• _Photo object pointing rows_:
● ● ● ●

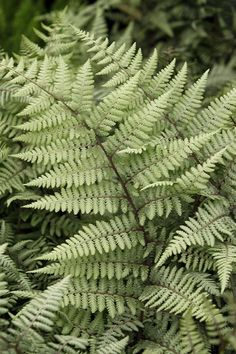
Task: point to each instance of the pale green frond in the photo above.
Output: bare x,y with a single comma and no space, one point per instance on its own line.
113,296
162,160
137,128
110,110
212,223
102,237
218,115
158,84
190,102
96,199
82,89
225,256
192,338
175,292
40,312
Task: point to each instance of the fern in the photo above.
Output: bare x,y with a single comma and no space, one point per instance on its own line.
119,177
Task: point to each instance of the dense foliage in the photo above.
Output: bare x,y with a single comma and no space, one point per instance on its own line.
117,202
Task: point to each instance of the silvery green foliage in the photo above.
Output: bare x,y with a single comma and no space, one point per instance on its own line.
127,165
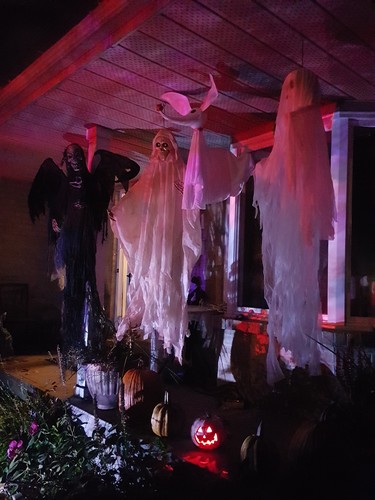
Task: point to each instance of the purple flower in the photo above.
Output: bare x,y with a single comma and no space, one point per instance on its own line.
13,448
34,427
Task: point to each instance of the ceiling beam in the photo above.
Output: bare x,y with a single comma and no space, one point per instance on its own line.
101,29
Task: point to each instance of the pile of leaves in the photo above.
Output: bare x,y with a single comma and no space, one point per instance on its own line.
46,453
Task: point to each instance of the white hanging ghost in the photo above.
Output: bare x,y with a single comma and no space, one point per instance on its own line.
294,192
212,174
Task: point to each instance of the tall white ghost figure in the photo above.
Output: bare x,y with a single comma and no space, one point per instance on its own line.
294,193
161,242
212,174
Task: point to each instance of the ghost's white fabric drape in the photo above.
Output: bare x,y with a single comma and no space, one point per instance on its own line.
212,174
294,193
161,243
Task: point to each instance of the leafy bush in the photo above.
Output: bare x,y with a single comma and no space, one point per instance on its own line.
46,453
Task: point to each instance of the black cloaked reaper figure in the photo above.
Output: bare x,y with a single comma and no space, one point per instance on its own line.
76,203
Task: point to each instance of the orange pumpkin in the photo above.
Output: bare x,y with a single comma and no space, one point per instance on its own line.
208,432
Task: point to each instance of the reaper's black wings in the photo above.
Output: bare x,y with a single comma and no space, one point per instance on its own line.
49,188
48,191
108,168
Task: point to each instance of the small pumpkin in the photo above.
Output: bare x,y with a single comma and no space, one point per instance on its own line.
166,419
208,432
142,390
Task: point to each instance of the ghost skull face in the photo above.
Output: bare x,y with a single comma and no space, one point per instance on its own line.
73,157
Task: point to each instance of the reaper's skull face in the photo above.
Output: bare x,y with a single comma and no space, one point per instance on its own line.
73,157
162,148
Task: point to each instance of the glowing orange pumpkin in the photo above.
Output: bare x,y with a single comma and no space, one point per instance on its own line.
208,432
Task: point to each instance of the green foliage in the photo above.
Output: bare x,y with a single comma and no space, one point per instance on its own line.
45,453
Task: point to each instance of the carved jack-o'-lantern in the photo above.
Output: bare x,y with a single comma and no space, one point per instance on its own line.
208,432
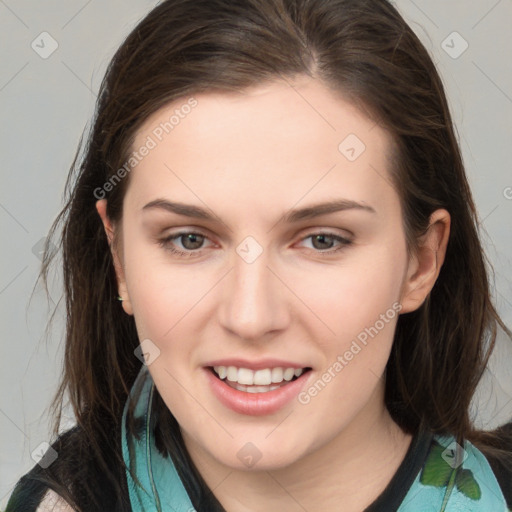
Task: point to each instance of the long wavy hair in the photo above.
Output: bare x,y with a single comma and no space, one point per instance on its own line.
367,52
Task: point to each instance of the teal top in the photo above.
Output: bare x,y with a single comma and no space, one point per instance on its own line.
437,474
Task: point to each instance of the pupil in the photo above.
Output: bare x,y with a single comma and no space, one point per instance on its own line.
322,239
193,239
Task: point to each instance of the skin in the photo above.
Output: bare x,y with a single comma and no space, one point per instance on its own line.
250,158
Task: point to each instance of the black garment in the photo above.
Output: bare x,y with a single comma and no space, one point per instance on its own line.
31,488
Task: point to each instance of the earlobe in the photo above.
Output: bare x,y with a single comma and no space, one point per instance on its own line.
425,265
101,207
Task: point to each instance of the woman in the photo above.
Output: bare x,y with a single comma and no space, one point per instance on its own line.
274,193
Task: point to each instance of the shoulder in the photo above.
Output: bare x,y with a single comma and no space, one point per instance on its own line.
77,477
456,477
52,502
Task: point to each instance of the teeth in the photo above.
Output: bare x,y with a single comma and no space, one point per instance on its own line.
264,377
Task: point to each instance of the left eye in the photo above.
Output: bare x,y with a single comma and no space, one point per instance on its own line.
330,237
190,241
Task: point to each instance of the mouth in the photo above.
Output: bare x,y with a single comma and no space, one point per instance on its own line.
260,381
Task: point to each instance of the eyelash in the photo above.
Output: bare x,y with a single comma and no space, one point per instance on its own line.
166,243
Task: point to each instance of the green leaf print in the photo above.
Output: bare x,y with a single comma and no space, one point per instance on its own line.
438,473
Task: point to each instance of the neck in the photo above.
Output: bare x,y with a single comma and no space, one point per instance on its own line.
353,469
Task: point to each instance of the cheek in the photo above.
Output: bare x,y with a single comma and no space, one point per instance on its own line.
351,296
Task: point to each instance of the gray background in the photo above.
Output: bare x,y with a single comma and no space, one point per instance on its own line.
46,103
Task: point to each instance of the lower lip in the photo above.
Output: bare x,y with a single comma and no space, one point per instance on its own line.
256,404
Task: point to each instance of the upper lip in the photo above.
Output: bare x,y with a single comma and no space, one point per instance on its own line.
256,365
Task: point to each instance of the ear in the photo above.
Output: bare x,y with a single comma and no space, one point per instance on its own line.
101,207
425,264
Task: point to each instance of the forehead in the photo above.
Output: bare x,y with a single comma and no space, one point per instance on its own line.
271,144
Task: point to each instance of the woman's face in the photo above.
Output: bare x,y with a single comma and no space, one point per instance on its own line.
268,277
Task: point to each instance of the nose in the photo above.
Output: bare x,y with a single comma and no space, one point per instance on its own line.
254,302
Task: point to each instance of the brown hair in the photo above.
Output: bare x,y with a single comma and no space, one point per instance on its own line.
368,53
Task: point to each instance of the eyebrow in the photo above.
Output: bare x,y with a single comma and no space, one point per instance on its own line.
291,216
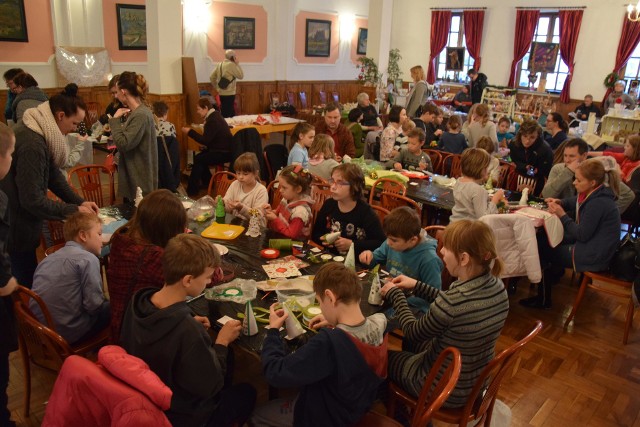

● ● ● ●

• _Task description_:
Beginning with the line that contains "Task: point to each instance of the forehead" and continuing through the end of the rows, rewrite every line, requests included, with 44 added to each coordinate value in the answers. Omit the pictures from your answer.

• _Written reply_:
Task: point to each instance of the forehead in the photo above.
Output: bare x,y with a single comma and no space, one point per instance on its own line.
315,188
Task: point to each instance of the woman's face in the photo above.
Output: bare x,y with a single comma and no space, one point per instance on its own line.
312,321
Task: point to each instance of the nose in the photo above.
Output: bare x,y with a single comma and no space, one point per instance on its own line.
298,346
Task: point to each instance of the brown hair in the photo above.
Output: bare x,y with a single comma and no space, one point per instance on its own line.
412,97
Task: point to each instance of the eyebrow in the photo above.
Output: bare x,y with a single comma and no space, one point per instance on its own line.
335,260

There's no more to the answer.